Listed records start

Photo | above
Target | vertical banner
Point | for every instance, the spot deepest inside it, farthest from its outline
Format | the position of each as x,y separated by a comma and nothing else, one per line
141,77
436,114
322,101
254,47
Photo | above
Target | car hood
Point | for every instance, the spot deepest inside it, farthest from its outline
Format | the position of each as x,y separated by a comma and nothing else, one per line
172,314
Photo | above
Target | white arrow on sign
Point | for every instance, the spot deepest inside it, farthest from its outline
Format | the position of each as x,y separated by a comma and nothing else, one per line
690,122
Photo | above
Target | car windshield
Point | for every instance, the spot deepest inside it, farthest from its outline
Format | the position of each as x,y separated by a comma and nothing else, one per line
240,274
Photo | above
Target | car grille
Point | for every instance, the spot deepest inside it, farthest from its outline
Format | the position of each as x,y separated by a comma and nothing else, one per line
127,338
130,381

Listed records end
Listed records start

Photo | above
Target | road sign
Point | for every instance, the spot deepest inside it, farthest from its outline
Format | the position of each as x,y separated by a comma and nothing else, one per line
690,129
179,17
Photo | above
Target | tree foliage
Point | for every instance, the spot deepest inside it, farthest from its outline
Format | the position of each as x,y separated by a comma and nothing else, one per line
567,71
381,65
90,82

Listed records end

How many lines in the rows above contain the string "sign"? Reply with the number only.

2